Cliccando qui invece, potrete accedere alla foto-Gallery de Sas Chiscas Mudas e s’Incravamentu.
25
mar
2013
“…..Egli era nel mondo, e il mondo fu fatto per mezzo di lui, eppure il mondo non lo riconobbe. Venne fra la sua gente, ma i suoi non l’hanno accolto….. E Lui al mondo rispose: «Padre perdonali perché non sanno quello che fanno..». …..”
La suggestione al quale richiamano i riti della Settimana Santa nel nostro paese, sono sempre emozioni nuove che si rinnovano di anno in anno. Ieri sera la deposizione (s’Iscravamentu), svolto all’interno della funzione liturgica, è stato arricchito dalla presenza dei numerosi giovani, già intervenuti per la via Crucis. La presenza delle pie donne ai piedi della Croce e del Cristo morto, i soldati romani a vegliare sull’operato dei discepoli, ha regalato emozioni come mai mi era capitato di provare e personalmente penso anche ai presenti.
I cori, de sos Apostulos e Parrocchiale, diretti dal M° Salvatore Moraccini, hanno animato con i canti liturgici e lamentosi di perdono, tutta la funzione officiata dal don Virgilio Businco e da Mons. Antonio Loriga.
Questo rito antico, ricevuto con molta probabilità dalla presenza dei catalani ad Alghero, prevede che il predicatore spieghi e racconti al popolo i momenti più importanti della deposizione a opera dei discepoli Nicodemo e Giuseppe d’Arimatea. Quest’anno Mons. Loriga ha introdotto s’Iscravamentu in lingua sarda, con i versi dello scrittore, sacerdote e teologo Pietro Casu, autore già noto per il brano “In sa notte profunda” cantato dal Coro Parrocchiale.
E così, leggendo i versi dello scrittore di Berchidda, traduttore tra l’altro della DIvina Commedia in lingua sarda, che Mons. Loriga ha guidato i gesti di Nicodemo e Giuseppe d’Arimatea che secondo un’antica rappresentazione hanno estratto i chiodi conficcati nelle mani e i piedi del Cristo giungendo così alla deposizione.

▶ **RECORD ESTRATTI**
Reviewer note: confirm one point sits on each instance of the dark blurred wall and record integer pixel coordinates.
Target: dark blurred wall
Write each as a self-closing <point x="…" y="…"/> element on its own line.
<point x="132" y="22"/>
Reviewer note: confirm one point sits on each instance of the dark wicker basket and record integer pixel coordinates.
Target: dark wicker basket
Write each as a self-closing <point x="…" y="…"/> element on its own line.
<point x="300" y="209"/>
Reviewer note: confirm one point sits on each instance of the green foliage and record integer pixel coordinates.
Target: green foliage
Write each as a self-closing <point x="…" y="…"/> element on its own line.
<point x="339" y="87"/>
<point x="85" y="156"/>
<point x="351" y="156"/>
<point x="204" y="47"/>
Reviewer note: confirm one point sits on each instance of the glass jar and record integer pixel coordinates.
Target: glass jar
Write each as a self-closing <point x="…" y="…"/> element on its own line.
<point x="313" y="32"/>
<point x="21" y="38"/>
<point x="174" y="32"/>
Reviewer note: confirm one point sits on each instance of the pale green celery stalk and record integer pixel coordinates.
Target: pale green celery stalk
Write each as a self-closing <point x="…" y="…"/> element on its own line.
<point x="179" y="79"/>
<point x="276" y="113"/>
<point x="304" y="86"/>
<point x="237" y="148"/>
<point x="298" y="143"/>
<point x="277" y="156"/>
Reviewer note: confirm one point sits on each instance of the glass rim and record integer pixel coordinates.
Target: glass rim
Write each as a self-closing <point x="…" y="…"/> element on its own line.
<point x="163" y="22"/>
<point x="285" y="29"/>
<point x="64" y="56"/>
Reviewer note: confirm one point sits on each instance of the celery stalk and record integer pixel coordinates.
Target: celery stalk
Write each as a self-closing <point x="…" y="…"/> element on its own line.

▶ **DETTAGLI COMPITO**
Copia senza modifiche il passo del testo sui riti della Settimana Santa che comincia con "Questo rito antico, ricevuto" e finisce con "dal Coro Parrocchiale.".

▶ **RISPOSTA CORRETTA**
Questo rito antico, ricevuto con molta probabilità dalla presenza dei catalani ad Alghero, prevede che il predicatore spieghi e racconti al popolo i momenti più importanti della deposizione a opera dei discepoli Nicodemo e Giuseppe d’Arimatea. Quest’anno Mons. Loriga ha introdotto s’Iscravamentu in lingua sarda, con i versi dello scrittore, sacerdote e teologo Pietro Casu, autore già noto per il brano “In sa notte profunda” cantato dal Coro Parrocchiale.